Every entry that follows needs to be repeated exactly.

--- begin The data ---

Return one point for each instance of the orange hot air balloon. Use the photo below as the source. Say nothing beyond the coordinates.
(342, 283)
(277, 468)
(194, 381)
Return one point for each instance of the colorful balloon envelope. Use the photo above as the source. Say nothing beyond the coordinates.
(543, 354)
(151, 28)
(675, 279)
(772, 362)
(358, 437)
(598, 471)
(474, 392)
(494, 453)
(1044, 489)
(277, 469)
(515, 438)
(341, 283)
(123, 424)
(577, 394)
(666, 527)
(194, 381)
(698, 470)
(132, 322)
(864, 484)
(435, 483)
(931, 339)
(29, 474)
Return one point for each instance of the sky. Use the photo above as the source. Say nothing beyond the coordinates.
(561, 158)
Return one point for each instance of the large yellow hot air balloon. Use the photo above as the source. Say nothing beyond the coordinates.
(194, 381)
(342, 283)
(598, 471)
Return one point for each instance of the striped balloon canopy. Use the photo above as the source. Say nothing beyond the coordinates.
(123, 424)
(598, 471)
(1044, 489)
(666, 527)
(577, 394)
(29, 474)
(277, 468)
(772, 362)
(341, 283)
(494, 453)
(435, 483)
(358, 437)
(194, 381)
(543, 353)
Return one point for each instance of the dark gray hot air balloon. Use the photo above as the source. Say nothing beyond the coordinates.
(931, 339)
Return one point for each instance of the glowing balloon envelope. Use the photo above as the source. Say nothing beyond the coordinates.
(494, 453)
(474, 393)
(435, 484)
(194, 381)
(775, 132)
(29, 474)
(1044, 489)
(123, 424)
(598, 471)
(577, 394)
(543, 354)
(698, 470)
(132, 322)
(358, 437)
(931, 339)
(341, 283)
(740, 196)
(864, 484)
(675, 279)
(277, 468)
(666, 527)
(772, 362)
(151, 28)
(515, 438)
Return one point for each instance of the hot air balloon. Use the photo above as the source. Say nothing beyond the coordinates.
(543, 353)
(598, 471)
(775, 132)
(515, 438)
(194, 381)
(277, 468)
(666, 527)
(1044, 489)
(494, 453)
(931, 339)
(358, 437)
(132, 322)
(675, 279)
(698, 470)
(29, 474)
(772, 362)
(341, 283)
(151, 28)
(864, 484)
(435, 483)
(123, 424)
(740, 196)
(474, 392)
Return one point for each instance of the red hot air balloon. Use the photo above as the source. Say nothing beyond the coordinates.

--- end The data ---

*Result*:
Return one point for each instance of the orange hot air balloon. Use the photo below as the source. Say nothing beyond the coordinates.
(342, 283)
(277, 468)
(194, 381)
Return one point for each instance of the colorful balloon envelope. Use the photo above as the source. Say nothing beyond the coordinates.
(543, 354)
(151, 28)
(675, 279)
(772, 362)
(358, 437)
(598, 471)
(474, 392)
(494, 453)
(1044, 489)
(277, 469)
(515, 438)
(341, 283)
(123, 424)
(577, 394)
(666, 527)
(194, 381)
(698, 470)
(132, 322)
(864, 484)
(435, 483)
(931, 339)
(29, 474)
Return one point for each instance of the sky. Use the photo above as the source. Say nothing beyond the coordinates.
(561, 158)
Return one point for each instance of the large yellow hot air balloon. Use the photo above as the source. Say nothing beyond the coordinates.
(194, 381)
(342, 283)
(598, 471)
Return one point for each instance of the striped balloon canopy. Use the photo above as the source. Say nothing beyond the coordinates.
(123, 424)
(598, 471)
(1044, 489)
(666, 527)
(577, 394)
(29, 474)
(277, 468)
(772, 362)
(341, 283)
(494, 453)
(435, 483)
(358, 437)
(194, 381)
(543, 353)
Return one point for each instance of the dark gray hot air balloon. Use the photo above as the source. Say nothing beyond the coordinates.
(931, 339)
Return one point for each instance of the glowing balloon envelope. Use the photo above as the source. Say nothing beyond the coordinates.
(494, 453)
(474, 393)
(435, 484)
(194, 381)
(775, 132)
(29, 474)
(1044, 489)
(123, 424)
(598, 471)
(577, 394)
(543, 354)
(698, 470)
(132, 322)
(358, 437)
(931, 339)
(341, 283)
(740, 196)
(864, 484)
(675, 279)
(277, 468)
(666, 527)
(772, 362)
(151, 28)
(515, 438)
Return one point for each instance of the hot air balloon. Use the photo above as the source. Say nothing beyond the coordinates.
(543, 353)
(598, 471)
(775, 132)
(515, 438)
(194, 381)
(277, 468)
(666, 527)
(1044, 489)
(494, 453)
(931, 339)
(358, 437)
(132, 322)
(675, 279)
(698, 470)
(29, 474)
(772, 362)
(341, 283)
(151, 28)
(864, 484)
(435, 483)
(123, 424)
(740, 196)
(474, 392)
Return one point for each instance of the red hot air balloon. Use the photo above as the source. Say nothing beyond the coordinates.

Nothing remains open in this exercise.